SELECTED EXTRACT:
————————

Disney's The Princess & the Frog. Thought it was rather nice. I dig on the 1920's elements in it and the references to past Disney princess animated films. Subtle, but they are there.

Cheers!

Dan
 

VitaminG

One of the Regulars
Messages
272
Location
Toowoomba, Australia
John in Covina said:
We always wondered how they cast Horst as Chico since his accent was so radically different than the villagers or the bandits. "Clap hands he says!"

————————

INFORMATION SUPPLIED:
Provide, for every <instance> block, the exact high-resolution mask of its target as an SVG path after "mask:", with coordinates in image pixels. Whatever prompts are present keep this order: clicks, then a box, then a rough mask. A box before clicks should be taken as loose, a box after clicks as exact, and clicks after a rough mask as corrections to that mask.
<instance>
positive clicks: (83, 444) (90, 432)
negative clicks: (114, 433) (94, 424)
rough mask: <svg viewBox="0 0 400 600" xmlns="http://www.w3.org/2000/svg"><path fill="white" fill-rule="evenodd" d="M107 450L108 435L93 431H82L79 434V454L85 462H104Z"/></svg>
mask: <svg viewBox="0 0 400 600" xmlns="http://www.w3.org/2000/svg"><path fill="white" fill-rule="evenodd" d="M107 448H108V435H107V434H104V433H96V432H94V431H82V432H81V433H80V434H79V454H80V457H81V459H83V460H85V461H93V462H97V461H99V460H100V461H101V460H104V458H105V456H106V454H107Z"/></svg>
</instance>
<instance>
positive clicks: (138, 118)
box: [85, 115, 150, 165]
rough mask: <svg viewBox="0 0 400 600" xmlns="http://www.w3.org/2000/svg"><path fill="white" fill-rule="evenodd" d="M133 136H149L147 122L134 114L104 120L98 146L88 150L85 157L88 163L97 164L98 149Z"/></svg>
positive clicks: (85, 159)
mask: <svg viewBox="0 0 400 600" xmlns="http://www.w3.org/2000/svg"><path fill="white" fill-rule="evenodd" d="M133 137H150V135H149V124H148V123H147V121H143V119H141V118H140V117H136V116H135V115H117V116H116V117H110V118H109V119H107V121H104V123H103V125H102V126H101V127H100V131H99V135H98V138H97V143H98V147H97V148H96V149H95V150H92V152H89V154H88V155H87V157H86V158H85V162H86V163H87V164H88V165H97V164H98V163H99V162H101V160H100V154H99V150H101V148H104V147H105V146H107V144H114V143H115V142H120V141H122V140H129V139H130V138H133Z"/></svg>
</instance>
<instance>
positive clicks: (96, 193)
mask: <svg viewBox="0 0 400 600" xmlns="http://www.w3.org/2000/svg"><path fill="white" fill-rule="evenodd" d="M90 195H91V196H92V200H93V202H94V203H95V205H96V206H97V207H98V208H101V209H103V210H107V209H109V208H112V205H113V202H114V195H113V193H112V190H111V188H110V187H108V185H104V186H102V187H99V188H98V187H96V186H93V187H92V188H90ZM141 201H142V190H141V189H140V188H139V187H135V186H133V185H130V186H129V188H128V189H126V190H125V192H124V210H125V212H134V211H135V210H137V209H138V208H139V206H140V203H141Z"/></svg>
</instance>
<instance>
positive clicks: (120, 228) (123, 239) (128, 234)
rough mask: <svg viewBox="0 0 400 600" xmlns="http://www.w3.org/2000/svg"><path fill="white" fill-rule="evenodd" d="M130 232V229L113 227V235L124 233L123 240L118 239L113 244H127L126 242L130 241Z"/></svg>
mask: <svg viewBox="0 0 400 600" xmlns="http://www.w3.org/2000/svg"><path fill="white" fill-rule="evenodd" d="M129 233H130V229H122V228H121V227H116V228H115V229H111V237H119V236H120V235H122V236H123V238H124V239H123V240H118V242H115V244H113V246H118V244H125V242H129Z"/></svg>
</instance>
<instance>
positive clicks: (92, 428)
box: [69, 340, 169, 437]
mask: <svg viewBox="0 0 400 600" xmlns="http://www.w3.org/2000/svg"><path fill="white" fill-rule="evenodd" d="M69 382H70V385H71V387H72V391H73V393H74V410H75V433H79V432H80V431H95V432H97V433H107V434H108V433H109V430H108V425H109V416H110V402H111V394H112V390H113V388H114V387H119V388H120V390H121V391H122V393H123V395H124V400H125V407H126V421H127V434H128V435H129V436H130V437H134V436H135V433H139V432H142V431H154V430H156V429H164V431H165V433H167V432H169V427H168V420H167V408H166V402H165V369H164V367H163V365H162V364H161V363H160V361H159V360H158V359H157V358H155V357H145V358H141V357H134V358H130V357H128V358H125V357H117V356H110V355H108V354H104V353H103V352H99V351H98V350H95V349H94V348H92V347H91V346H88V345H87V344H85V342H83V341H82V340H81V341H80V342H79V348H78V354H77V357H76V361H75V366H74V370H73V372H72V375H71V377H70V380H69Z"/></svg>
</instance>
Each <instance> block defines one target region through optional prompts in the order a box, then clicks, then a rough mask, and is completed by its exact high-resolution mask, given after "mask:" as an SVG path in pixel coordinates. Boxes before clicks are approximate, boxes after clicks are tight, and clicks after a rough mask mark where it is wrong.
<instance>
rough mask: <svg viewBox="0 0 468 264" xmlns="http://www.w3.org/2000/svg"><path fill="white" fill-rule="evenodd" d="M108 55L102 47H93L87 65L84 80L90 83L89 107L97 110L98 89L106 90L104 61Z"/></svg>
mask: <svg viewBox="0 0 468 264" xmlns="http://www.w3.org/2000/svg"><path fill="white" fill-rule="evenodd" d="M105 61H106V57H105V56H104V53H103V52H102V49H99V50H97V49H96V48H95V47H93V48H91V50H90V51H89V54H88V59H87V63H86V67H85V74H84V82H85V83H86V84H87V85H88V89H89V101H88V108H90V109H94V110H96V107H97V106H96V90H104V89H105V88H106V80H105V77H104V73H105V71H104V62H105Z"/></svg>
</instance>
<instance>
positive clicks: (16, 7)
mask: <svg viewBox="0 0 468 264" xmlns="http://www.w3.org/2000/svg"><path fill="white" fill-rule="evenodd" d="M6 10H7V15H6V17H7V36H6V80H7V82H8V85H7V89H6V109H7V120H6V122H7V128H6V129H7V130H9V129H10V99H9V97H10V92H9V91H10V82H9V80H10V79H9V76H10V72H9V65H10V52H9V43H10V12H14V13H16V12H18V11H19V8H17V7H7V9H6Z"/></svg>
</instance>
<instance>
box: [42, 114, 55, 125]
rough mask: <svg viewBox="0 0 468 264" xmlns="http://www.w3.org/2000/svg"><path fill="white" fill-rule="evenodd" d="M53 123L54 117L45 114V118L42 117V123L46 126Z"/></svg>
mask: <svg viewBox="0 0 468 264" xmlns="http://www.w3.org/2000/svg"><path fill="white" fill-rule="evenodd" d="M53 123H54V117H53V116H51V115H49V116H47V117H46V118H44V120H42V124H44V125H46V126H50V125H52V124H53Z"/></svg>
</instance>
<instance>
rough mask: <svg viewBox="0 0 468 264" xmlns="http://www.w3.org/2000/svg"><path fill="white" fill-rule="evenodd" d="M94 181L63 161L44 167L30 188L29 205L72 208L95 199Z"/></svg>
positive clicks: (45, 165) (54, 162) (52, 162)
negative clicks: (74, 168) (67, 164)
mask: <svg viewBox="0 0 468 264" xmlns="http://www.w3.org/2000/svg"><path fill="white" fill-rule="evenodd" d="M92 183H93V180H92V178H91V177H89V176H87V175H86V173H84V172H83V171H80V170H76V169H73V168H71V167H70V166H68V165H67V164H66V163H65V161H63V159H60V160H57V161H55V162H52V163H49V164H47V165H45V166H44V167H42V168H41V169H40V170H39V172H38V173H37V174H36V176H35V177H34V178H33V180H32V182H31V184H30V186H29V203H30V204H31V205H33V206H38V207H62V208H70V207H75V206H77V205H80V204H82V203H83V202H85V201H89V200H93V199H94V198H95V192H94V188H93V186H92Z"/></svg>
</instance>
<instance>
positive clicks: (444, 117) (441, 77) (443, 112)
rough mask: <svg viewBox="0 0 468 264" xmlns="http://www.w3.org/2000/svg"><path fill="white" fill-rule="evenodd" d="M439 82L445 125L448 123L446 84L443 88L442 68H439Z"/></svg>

————————

COMPLETE THE FOLLOWING:
**1.** Answer these questions about the forum excerpt.
(a) Which Disney film does the first post talk about?
(b) What location is listed for VitaminG?
(c) In the post quoted from John in Covina, which actor's accent is described as radically different?
**2.** Repeat the part of the forum excerpt starting at "Disney's The Princess" and ending at "they are there.".
**3.** Proceed with the forum excerpt from where it stops.
The records have no connection to the forum excerpt.

YOUR RESPONSES:
**1.**
(a) The Princess & the Frog.
(b) Toowoomba, Australia.
(c) Horst's.

**2.**
Disney's The Princess & the Frog. Thought it was rather nice. I dig on the 1920's elements in it and the references to past Disney princess animated films. Subtle, but they are there.

**3.**
Hollywood was already using British actors to play Germans in all their war films. Why not use a German to play a Mexican in a western? ;) :D

Edward said:
This week watched the animated feature 9. One of the few films I have ever seen that I can honestly say I thoroughly enjoyed and can describe as 'heartwarming' in a conventional sense without feeling the need for recourse to the sick bucket. Well worth your consideration. Set in a post-apocalyptic world where humanity has been rendered extinct having lost the war against intelligent machines of its own creation, the story follows the trials of several, small mechanical creatures, each carrying with them a piece of the soul of one of the last humans. In tone much of it reminded me of the classic 1940s Christmas short, Peace on Earth. The visual style is very much 20s / 30s future dystopia, many echoes of art deco styling.
thoroughly enjoyed that one. As well as everything you mentioned, it managed to avoid falling back on schmaltzy kids-movie cliches. Would be a worthy addition to my post-apocalyptic movie collection :)

oh, and my most recent viewing, having been inspired by the great noir thread: The Big Sleep
 

Widebrim

I'll Lock Up
Harp said:
The scene where Vivien Leigh and Taylor's mother discuss the past,
and the look VL gives as a silent answer tears heart and soul.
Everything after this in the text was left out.